Exercise requirements: Copy the entries word for word, starting with the line that contains "Wildlife-count tagging: point out every instance of the yellow" and continuing through the end of the entries. Leave out any pictures.

Listed entries:
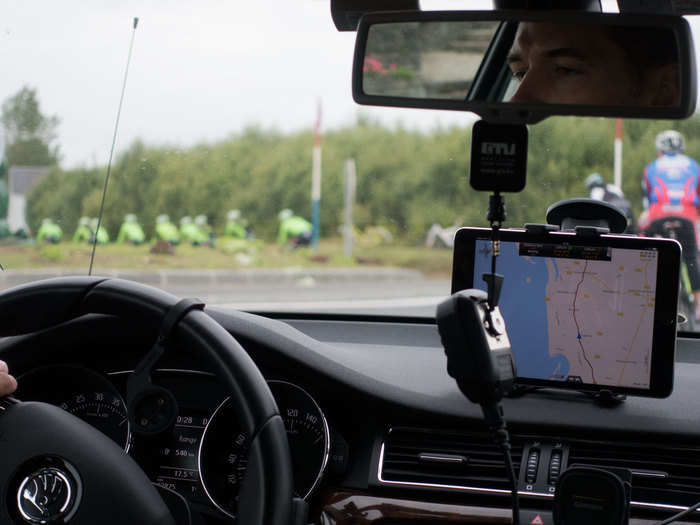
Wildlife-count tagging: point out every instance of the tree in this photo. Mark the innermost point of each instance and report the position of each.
(28, 132)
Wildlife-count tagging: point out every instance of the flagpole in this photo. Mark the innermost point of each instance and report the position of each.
(618, 153)
(316, 181)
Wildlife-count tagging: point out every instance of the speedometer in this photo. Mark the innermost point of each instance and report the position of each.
(223, 449)
(82, 392)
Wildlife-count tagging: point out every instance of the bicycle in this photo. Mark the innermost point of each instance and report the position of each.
(673, 227)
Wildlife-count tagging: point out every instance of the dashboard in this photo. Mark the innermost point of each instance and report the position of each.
(202, 453)
(379, 433)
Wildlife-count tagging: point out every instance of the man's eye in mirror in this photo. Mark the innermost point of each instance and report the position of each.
(622, 66)
(549, 63)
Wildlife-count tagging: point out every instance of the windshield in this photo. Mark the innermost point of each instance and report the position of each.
(244, 174)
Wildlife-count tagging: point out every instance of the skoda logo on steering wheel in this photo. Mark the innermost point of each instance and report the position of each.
(46, 496)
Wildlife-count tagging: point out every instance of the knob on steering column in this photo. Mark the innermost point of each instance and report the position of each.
(569, 213)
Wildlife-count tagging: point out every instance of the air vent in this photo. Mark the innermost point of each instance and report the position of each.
(464, 460)
(661, 474)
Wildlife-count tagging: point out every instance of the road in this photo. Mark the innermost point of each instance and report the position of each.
(376, 291)
(411, 298)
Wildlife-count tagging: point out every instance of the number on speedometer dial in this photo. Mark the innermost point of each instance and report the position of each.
(223, 450)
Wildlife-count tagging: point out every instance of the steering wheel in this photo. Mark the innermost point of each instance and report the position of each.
(55, 468)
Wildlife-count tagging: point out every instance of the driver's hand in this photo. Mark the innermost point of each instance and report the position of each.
(8, 384)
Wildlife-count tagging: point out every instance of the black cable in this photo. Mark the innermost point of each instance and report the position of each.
(680, 515)
(493, 415)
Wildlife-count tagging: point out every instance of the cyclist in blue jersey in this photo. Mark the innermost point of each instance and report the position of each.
(671, 193)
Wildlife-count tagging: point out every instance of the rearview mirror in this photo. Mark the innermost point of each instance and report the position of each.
(522, 66)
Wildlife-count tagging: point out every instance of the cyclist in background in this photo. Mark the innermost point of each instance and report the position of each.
(611, 194)
(670, 189)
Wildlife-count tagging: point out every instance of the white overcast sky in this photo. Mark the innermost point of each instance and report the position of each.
(200, 70)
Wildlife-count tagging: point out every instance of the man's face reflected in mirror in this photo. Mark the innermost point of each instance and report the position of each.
(599, 65)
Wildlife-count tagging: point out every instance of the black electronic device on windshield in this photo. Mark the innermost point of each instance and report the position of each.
(584, 313)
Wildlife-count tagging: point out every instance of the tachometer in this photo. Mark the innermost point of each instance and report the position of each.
(223, 450)
(83, 393)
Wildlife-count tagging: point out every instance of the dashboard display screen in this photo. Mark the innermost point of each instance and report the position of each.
(176, 467)
(576, 313)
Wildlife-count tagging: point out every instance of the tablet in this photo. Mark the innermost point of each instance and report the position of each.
(582, 313)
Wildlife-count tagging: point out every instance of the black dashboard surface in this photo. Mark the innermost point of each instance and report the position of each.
(369, 376)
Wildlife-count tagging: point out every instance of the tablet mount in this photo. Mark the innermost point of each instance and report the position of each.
(587, 218)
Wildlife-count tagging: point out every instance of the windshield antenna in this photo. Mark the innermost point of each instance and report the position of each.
(111, 151)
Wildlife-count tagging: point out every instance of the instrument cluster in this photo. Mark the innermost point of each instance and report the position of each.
(202, 455)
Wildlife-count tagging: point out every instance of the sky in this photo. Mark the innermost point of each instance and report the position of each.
(200, 71)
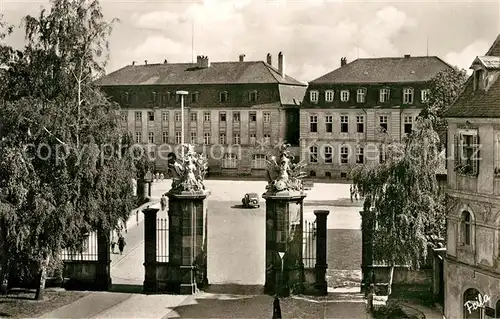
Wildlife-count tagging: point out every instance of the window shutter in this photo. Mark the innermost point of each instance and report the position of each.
(457, 156)
(475, 156)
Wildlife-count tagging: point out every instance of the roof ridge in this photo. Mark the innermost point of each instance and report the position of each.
(269, 68)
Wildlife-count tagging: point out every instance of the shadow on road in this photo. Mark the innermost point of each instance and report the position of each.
(242, 207)
(129, 289)
(235, 289)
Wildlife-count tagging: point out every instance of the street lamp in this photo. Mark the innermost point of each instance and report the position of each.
(182, 93)
(282, 255)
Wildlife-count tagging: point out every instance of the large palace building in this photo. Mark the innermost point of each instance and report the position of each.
(234, 112)
(347, 112)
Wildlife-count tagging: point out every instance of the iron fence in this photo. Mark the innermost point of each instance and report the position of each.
(88, 252)
(162, 240)
(309, 244)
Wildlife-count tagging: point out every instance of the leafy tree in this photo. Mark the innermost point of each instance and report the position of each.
(63, 168)
(402, 196)
(445, 87)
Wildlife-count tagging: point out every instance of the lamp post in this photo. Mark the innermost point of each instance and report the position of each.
(182, 93)
(282, 255)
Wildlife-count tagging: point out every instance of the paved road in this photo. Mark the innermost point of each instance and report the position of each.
(236, 236)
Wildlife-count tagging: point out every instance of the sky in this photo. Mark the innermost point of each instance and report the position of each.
(312, 34)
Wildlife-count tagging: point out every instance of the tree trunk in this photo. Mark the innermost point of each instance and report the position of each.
(41, 279)
(391, 276)
(4, 262)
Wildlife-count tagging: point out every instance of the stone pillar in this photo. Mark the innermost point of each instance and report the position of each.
(321, 285)
(367, 229)
(187, 213)
(284, 233)
(103, 276)
(150, 284)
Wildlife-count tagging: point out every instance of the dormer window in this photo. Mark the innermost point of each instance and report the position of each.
(344, 95)
(361, 95)
(329, 96)
(479, 79)
(126, 97)
(408, 96)
(194, 97)
(253, 96)
(424, 95)
(313, 96)
(223, 97)
(384, 95)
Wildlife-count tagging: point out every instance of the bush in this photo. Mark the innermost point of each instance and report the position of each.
(392, 311)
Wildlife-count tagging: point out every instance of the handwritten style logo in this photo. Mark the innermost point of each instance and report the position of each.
(476, 304)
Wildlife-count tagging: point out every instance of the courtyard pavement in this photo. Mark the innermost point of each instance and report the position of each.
(236, 243)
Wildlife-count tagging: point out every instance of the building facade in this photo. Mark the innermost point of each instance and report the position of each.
(347, 113)
(234, 112)
(472, 265)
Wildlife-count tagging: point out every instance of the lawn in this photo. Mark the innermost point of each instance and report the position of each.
(20, 303)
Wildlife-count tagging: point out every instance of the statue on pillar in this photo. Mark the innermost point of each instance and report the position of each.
(189, 171)
(283, 174)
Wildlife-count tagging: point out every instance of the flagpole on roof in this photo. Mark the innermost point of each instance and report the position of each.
(192, 41)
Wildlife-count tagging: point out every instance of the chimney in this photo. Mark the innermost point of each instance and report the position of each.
(281, 64)
(202, 61)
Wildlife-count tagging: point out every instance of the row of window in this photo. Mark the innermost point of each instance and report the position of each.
(230, 160)
(384, 95)
(193, 97)
(206, 138)
(343, 156)
(194, 116)
(383, 121)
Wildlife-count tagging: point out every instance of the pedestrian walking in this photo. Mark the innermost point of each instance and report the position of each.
(121, 244)
(113, 241)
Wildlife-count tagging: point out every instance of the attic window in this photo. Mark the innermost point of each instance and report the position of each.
(126, 97)
(223, 97)
(253, 96)
(194, 97)
(479, 79)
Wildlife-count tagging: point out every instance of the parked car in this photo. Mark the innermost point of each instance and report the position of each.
(250, 200)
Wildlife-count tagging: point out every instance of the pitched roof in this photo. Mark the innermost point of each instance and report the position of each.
(478, 103)
(248, 72)
(489, 62)
(385, 70)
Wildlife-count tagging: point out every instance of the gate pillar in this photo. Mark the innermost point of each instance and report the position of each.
(321, 252)
(187, 213)
(367, 229)
(150, 284)
(284, 233)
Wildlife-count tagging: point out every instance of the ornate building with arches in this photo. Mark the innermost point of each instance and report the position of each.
(472, 264)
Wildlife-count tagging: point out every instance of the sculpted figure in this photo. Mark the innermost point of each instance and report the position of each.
(283, 174)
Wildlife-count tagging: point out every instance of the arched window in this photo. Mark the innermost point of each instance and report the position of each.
(259, 161)
(471, 296)
(466, 228)
(230, 161)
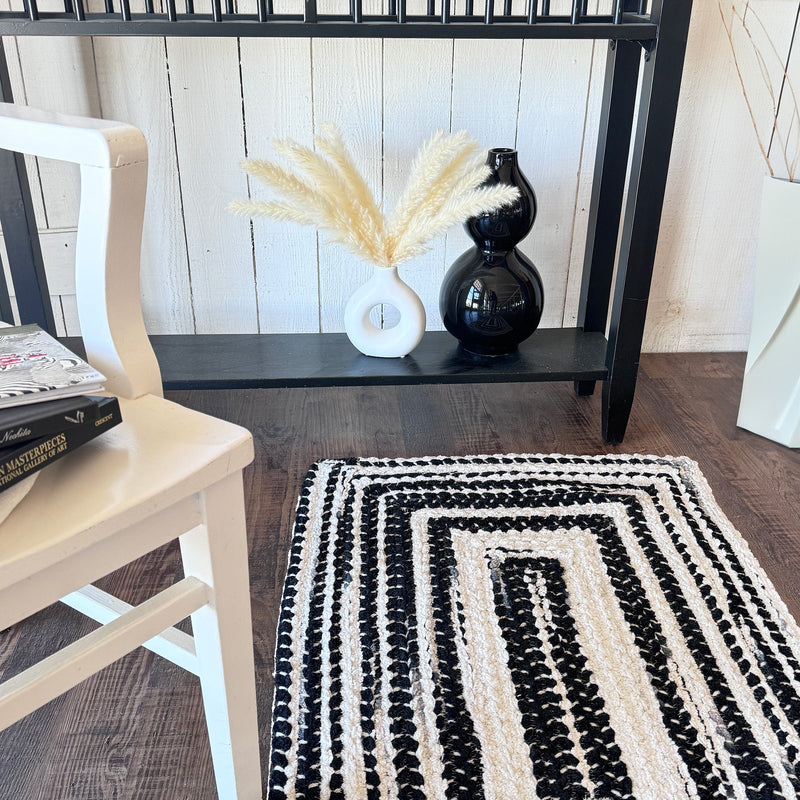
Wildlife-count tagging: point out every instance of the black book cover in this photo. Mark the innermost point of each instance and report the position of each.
(22, 423)
(16, 463)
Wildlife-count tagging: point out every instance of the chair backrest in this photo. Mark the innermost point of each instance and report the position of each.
(113, 161)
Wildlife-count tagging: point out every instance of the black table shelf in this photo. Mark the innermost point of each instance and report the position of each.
(644, 63)
(310, 359)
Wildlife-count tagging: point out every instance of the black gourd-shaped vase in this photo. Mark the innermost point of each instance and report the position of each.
(492, 296)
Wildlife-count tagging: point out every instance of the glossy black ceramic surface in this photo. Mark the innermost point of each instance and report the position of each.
(492, 296)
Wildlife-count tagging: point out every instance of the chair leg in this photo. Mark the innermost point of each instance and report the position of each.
(217, 554)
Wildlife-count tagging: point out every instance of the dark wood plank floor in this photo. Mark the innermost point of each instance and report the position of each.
(136, 730)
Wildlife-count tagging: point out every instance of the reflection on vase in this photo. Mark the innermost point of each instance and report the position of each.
(492, 296)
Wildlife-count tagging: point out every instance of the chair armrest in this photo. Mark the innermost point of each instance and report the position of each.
(113, 161)
(79, 140)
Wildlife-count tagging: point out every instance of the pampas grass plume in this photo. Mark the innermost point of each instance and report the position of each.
(323, 187)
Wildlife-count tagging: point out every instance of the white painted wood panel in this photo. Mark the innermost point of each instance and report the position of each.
(580, 223)
(276, 83)
(134, 87)
(205, 103)
(408, 66)
(555, 81)
(704, 261)
(207, 108)
(347, 92)
(58, 75)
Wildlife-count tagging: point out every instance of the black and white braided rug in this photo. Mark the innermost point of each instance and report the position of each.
(515, 627)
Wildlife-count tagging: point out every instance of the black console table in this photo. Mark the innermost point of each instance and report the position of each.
(641, 35)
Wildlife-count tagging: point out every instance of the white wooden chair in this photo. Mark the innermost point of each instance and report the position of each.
(166, 472)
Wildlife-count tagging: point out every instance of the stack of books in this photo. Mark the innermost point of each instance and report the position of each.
(48, 405)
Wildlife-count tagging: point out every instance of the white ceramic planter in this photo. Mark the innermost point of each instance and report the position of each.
(385, 286)
(770, 403)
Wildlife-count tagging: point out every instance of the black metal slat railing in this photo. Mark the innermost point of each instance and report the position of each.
(117, 18)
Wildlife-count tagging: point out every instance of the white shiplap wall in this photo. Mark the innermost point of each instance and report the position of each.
(204, 104)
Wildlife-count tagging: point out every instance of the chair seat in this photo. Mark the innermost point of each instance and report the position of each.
(159, 455)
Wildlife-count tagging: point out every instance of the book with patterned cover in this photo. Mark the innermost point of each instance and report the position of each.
(35, 367)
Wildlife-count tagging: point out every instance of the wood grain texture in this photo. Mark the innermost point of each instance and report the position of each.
(165, 280)
(207, 108)
(277, 100)
(203, 102)
(347, 92)
(58, 74)
(136, 730)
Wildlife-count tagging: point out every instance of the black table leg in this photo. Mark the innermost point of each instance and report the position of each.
(661, 79)
(608, 186)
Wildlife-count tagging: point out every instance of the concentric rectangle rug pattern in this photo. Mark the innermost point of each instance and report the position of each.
(528, 626)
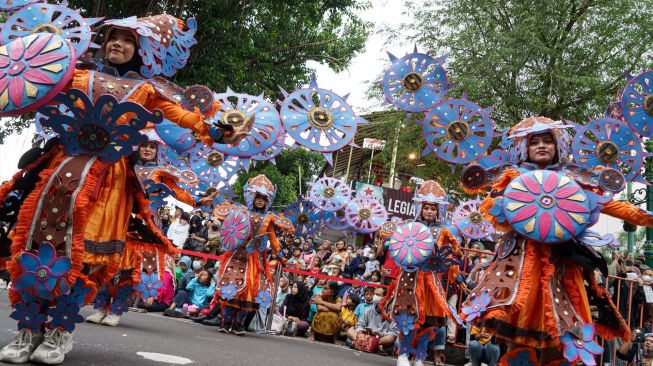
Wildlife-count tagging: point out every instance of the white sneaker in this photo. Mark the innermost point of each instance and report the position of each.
(22, 347)
(402, 360)
(111, 320)
(97, 317)
(54, 347)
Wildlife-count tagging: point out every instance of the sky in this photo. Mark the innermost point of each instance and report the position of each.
(355, 80)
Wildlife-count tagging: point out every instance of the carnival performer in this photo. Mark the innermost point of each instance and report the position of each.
(540, 291)
(72, 223)
(244, 281)
(416, 299)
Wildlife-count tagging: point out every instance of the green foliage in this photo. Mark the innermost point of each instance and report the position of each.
(561, 58)
(285, 174)
(250, 46)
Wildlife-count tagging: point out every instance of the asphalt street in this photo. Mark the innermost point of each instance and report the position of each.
(146, 339)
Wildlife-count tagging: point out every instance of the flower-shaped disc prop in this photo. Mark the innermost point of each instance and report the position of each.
(580, 344)
(329, 194)
(610, 143)
(65, 315)
(405, 323)
(335, 220)
(51, 18)
(637, 103)
(34, 69)
(29, 316)
(319, 119)
(149, 286)
(365, 214)
(228, 291)
(410, 245)
(42, 271)
(108, 129)
(236, 110)
(458, 130)
(476, 305)
(179, 138)
(235, 229)
(546, 206)
(211, 165)
(469, 220)
(441, 260)
(415, 82)
(264, 299)
(305, 217)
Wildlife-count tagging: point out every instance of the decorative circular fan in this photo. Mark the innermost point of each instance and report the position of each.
(54, 19)
(546, 206)
(319, 119)
(415, 82)
(329, 194)
(211, 166)
(469, 220)
(458, 130)
(637, 103)
(365, 215)
(236, 110)
(235, 229)
(610, 143)
(304, 216)
(410, 245)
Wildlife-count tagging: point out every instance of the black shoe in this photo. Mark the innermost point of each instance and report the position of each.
(212, 322)
(238, 330)
(198, 319)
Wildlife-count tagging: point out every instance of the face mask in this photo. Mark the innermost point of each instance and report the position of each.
(647, 278)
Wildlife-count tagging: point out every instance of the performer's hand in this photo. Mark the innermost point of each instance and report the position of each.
(236, 136)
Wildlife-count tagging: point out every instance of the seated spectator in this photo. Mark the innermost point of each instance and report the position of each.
(371, 322)
(296, 260)
(368, 301)
(325, 324)
(199, 293)
(165, 293)
(296, 307)
(371, 266)
(482, 349)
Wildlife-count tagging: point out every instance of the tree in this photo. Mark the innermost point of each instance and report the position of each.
(285, 174)
(250, 46)
(561, 58)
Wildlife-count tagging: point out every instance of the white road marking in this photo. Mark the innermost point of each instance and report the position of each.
(160, 357)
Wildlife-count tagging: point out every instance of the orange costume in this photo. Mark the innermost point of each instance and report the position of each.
(540, 294)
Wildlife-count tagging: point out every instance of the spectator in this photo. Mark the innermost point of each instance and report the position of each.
(373, 323)
(325, 323)
(178, 230)
(308, 252)
(296, 307)
(165, 293)
(199, 293)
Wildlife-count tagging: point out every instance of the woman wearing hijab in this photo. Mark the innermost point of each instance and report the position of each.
(296, 307)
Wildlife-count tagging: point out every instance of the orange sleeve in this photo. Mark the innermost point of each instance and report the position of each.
(177, 114)
(629, 212)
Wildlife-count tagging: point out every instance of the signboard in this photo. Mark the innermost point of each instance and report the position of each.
(373, 144)
(397, 203)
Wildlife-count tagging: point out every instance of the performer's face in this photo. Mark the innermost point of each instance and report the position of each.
(147, 151)
(429, 212)
(259, 202)
(121, 46)
(541, 149)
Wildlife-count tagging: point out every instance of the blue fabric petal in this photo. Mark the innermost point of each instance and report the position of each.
(29, 261)
(25, 281)
(46, 254)
(60, 267)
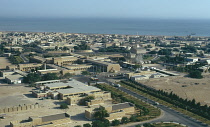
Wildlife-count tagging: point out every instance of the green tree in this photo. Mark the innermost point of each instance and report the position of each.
(195, 74)
(115, 122)
(32, 78)
(133, 118)
(88, 99)
(64, 106)
(124, 120)
(67, 75)
(87, 125)
(50, 76)
(136, 66)
(98, 123)
(85, 73)
(148, 125)
(101, 113)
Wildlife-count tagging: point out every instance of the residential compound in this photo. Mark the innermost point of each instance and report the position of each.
(45, 121)
(61, 90)
(74, 92)
(109, 58)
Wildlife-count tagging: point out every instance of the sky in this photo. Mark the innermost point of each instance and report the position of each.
(166, 9)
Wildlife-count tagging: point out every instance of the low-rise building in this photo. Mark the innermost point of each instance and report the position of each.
(14, 79)
(115, 111)
(45, 121)
(104, 66)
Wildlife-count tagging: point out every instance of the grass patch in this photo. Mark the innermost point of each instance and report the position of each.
(200, 118)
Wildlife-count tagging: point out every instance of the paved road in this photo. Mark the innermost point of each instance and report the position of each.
(24, 58)
(169, 114)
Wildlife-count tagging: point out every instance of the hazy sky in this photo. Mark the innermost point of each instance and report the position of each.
(106, 8)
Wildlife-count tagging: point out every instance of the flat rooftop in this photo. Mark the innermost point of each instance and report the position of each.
(72, 83)
(122, 106)
(54, 117)
(76, 90)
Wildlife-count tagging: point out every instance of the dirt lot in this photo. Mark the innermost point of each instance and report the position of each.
(198, 89)
(4, 62)
(13, 95)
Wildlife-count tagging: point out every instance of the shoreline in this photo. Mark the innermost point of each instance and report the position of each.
(105, 34)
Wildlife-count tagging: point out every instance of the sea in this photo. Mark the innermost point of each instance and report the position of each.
(156, 27)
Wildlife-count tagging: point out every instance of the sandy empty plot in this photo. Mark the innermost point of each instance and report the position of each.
(13, 95)
(4, 62)
(198, 89)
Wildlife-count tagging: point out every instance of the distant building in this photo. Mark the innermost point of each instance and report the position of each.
(115, 111)
(104, 66)
(63, 90)
(14, 79)
(45, 121)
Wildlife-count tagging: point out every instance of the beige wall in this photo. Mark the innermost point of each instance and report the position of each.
(19, 108)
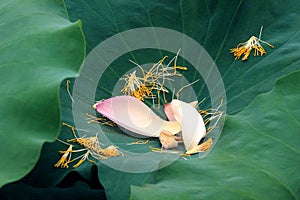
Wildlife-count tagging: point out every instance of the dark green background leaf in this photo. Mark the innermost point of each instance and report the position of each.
(39, 48)
(257, 157)
(217, 26)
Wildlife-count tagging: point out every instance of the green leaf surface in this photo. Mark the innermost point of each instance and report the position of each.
(257, 157)
(39, 48)
(218, 26)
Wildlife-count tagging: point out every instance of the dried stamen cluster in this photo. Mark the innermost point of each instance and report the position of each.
(246, 48)
(90, 145)
(152, 79)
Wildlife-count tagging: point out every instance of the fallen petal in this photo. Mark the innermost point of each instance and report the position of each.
(192, 124)
(133, 115)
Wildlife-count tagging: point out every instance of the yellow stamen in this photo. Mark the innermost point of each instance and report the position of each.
(139, 142)
(68, 90)
(99, 120)
(201, 148)
(246, 48)
(65, 159)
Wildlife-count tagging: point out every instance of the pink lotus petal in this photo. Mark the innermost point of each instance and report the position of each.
(192, 124)
(132, 114)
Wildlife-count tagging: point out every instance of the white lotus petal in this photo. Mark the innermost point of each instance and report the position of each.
(192, 124)
(133, 115)
(169, 112)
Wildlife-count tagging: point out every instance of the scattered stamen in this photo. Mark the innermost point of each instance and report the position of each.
(139, 142)
(152, 79)
(92, 147)
(65, 159)
(246, 47)
(99, 120)
(201, 148)
(68, 90)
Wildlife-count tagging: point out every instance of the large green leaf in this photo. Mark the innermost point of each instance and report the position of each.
(217, 26)
(258, 156)
(39, 48)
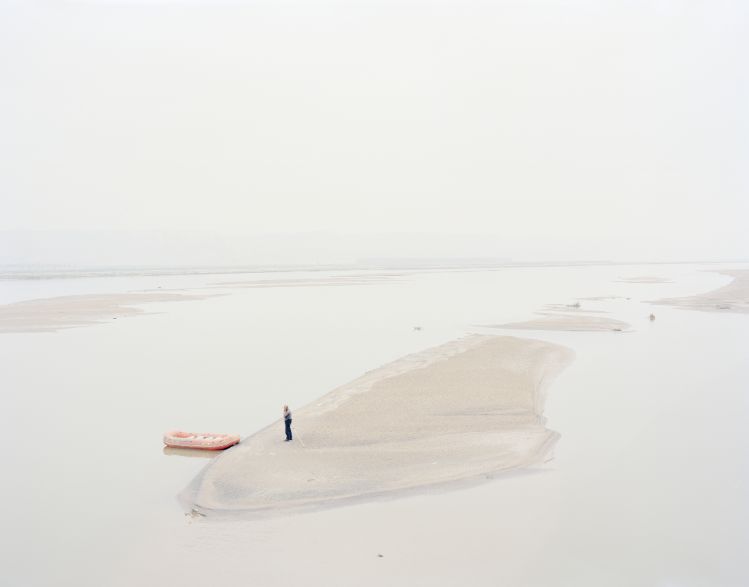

Solution to this task:
Wildlife-count tagging: point out every instance of the yellow stamen in this photo. Mark the innermost point of each instance and report the position of each.
(139, 142)
(68, 90)
(99, 120)
(201, 148)
(246, 48)
(65, 159)
Wildlife-count tagging: point out every instance of the pink lotus petal in this photo. Mark the innermost point of each instance and report the position of each.
(192, 124)
(132, 114)
Wildlife-count tagging: point out every instance of the white lotus petal in this photo. Mark the innermost point of each instance and report the position of each.
(192, 124)
(133, 115)
(169, 112)
Wildlife-count tagging: point out every instance of the scattered stamen in this photo. Mark the innermost point of each instance and report the position of each.
(139, 142)
(152, 79)
(92, 147)
(65, 159)
(246, 47)
(99, 120)
(201, 148)
(68, 90)
Wildlife-count tagging: point out every instance of the large green leaf in this photo. Mark the innermost point of each instance and report the position of each.
(217, 26)
(258, 156)
(39, 48)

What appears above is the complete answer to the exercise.